Problem.
Starting at the top of the entries below, print each line exactly until the line with "spot: bowl rim" has been printed too.

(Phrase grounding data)
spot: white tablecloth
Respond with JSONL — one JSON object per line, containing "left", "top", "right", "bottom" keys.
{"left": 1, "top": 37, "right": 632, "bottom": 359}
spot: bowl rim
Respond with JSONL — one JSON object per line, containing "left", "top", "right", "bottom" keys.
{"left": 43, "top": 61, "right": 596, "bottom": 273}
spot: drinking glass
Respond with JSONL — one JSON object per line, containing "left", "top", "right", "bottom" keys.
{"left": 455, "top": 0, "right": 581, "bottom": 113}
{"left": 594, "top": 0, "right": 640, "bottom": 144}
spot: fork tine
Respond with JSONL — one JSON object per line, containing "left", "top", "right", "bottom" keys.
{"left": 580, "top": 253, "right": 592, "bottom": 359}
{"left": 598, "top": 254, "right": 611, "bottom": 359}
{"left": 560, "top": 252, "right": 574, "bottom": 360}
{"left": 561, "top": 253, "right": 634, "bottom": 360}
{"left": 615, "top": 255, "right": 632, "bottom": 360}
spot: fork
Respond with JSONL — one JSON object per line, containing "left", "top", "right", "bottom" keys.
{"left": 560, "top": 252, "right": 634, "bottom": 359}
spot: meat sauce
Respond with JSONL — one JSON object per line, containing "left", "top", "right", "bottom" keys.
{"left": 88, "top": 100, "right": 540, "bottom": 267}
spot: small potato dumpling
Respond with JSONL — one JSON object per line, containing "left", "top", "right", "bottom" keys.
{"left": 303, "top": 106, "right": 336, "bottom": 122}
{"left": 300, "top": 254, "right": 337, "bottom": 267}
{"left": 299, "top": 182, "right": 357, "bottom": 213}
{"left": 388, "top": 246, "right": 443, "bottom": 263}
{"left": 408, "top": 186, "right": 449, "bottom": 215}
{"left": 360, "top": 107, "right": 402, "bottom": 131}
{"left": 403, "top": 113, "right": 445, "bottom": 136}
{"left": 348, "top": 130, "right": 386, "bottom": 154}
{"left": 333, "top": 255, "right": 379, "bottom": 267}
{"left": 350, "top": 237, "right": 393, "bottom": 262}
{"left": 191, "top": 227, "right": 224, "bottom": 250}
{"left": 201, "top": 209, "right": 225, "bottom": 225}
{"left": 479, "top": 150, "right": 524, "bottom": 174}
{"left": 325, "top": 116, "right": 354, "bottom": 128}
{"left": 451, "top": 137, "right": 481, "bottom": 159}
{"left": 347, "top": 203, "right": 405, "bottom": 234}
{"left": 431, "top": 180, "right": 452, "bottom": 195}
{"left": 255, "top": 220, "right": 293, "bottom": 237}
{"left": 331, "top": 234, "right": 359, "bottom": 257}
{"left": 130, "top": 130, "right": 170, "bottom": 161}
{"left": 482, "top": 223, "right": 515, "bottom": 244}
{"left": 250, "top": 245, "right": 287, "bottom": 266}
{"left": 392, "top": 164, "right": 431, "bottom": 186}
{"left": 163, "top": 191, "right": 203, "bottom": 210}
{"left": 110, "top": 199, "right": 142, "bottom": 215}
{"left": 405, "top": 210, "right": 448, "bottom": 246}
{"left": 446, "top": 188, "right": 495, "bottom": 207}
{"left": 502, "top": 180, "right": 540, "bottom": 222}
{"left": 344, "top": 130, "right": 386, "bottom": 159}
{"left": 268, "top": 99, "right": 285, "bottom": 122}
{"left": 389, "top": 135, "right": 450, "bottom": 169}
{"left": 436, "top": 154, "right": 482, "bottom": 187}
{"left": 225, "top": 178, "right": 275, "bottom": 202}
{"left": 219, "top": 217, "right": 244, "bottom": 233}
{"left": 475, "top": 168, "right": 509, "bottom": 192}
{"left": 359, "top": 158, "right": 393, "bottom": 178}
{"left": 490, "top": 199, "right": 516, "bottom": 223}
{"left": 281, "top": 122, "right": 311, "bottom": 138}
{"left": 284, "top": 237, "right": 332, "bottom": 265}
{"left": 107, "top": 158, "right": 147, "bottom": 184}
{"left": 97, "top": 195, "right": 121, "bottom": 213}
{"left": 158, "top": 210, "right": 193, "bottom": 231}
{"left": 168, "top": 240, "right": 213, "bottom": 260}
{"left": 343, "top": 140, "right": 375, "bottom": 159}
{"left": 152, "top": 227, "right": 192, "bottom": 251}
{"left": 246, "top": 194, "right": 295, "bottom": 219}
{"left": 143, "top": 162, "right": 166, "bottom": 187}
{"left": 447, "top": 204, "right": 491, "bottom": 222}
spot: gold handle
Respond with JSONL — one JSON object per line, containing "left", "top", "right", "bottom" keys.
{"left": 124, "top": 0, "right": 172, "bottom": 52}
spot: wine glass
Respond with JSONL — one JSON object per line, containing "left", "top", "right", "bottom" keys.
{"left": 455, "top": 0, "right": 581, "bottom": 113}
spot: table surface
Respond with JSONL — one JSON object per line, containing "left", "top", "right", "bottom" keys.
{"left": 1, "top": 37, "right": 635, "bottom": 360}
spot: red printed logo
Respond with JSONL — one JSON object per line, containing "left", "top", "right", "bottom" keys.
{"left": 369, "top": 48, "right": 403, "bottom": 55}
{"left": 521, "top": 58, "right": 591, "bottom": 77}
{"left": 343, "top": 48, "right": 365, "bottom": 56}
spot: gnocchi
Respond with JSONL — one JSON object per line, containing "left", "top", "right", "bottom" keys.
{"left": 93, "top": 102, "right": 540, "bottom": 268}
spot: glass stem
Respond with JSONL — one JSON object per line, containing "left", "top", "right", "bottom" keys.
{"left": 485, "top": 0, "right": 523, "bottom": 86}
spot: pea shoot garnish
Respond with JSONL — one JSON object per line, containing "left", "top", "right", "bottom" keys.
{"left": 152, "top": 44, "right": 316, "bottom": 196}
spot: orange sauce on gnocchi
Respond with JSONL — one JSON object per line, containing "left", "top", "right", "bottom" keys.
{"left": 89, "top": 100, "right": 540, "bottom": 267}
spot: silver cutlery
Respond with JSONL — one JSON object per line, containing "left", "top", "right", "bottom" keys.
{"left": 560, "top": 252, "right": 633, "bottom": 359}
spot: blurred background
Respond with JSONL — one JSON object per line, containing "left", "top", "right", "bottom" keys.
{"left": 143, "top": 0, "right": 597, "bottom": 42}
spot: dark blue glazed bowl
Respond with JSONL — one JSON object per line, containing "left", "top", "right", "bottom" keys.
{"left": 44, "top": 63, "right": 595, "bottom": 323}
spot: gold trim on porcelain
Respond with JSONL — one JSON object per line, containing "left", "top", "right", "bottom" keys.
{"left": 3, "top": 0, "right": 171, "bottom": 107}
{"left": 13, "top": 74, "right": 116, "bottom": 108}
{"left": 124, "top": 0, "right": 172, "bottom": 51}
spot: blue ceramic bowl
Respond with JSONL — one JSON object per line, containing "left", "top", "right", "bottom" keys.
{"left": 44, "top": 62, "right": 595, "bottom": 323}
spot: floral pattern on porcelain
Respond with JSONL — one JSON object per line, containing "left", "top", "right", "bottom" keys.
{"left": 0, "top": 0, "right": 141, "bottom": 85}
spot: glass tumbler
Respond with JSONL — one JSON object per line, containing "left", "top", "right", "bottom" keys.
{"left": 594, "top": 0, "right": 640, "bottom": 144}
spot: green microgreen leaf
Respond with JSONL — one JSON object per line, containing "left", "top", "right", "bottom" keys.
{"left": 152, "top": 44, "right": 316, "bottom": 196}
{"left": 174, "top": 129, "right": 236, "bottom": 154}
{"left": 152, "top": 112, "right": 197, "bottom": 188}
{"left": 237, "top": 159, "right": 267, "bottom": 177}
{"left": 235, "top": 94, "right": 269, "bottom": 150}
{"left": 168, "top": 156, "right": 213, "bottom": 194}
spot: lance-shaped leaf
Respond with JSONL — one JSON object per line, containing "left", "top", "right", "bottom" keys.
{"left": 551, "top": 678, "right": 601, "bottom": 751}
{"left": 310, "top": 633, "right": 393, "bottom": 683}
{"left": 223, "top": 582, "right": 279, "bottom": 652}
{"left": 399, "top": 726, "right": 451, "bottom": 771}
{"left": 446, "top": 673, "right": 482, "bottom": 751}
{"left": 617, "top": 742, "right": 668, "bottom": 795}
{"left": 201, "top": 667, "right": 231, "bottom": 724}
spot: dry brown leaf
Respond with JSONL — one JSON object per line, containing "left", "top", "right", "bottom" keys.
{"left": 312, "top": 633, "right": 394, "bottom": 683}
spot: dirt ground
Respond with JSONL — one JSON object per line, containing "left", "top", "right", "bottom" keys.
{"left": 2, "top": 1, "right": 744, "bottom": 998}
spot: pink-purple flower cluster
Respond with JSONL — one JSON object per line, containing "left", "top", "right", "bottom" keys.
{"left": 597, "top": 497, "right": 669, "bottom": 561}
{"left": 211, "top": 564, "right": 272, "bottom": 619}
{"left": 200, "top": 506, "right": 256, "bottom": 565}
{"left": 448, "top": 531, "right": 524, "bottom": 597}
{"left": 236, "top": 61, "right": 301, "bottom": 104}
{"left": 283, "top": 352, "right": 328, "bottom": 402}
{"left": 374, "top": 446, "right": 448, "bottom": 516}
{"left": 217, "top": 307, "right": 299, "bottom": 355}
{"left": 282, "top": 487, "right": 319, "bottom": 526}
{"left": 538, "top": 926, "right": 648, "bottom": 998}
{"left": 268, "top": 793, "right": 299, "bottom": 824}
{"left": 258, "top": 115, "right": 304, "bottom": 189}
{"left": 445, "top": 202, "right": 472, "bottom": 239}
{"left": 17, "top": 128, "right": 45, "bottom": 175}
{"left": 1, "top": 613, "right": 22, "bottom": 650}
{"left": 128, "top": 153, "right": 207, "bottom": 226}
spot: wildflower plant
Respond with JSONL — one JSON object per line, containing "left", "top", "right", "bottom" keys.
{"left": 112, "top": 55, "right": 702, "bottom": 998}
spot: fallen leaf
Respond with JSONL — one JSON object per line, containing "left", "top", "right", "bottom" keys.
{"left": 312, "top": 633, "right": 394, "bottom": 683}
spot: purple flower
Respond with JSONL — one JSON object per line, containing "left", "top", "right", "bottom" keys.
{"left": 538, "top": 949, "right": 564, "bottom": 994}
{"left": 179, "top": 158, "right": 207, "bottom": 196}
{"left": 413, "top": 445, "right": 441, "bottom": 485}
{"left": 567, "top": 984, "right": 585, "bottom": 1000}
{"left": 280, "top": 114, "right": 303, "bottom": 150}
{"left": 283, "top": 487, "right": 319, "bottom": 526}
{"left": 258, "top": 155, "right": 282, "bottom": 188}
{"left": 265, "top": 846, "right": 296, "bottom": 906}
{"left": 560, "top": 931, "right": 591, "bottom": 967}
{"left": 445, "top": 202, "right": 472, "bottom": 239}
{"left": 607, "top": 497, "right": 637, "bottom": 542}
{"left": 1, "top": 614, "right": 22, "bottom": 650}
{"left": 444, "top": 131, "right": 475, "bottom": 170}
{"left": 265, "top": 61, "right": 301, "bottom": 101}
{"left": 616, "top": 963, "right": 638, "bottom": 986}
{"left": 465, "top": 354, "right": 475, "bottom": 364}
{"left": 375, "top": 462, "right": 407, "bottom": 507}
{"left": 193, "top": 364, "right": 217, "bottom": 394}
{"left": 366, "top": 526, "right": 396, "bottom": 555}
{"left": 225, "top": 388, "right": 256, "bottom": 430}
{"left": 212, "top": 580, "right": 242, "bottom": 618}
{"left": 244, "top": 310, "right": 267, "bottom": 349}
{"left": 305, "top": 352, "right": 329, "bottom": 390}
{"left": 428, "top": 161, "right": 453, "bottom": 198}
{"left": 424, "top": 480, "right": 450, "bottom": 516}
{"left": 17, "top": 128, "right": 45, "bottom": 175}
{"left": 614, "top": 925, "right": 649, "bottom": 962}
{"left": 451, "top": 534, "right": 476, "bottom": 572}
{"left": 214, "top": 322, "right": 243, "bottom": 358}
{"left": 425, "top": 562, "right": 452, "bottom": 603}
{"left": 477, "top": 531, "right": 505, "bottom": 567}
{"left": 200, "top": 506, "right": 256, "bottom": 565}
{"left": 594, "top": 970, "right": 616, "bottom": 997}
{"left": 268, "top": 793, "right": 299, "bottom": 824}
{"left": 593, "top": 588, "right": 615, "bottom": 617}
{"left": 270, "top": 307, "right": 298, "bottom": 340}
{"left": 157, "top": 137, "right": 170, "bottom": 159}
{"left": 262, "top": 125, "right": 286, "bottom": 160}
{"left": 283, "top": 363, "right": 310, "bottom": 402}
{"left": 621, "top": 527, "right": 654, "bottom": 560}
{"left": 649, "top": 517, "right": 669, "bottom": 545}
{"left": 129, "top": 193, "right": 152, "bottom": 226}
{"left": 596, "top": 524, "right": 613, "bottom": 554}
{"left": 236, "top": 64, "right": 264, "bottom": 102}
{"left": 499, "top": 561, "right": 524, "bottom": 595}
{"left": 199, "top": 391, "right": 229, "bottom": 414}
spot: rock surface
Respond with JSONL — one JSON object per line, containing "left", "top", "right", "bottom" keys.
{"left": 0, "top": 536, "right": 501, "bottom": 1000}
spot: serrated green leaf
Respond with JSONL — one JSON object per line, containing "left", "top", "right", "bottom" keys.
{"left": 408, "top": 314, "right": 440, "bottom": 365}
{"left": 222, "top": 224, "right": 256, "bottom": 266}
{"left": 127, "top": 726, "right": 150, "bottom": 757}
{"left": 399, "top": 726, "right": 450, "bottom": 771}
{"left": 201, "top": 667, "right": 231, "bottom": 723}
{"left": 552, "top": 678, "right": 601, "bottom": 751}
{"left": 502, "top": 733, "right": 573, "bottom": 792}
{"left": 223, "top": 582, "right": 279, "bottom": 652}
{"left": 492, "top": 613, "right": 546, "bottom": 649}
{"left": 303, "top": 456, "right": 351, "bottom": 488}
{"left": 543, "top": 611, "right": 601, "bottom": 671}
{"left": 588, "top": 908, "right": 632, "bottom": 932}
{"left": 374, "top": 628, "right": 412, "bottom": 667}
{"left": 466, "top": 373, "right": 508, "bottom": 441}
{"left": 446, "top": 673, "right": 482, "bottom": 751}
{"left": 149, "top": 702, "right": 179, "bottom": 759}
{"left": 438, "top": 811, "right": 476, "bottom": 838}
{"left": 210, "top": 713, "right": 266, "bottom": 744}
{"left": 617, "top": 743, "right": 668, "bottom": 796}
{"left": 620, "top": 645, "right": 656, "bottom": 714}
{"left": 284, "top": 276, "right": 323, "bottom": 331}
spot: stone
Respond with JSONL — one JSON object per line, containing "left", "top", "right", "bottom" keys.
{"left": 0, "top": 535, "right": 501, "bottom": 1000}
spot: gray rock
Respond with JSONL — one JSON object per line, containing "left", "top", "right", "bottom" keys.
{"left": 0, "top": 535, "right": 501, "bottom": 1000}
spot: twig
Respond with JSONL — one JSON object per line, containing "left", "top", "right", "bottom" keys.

Exercise answer.
spot: white tablecloth
Respond with JSONL — one JSON object per line, containing "left", "top", "right", "bottom" keys.
{"left": 1, "top": 37, "right": 632, "bottom": 359}
spot: bowl rim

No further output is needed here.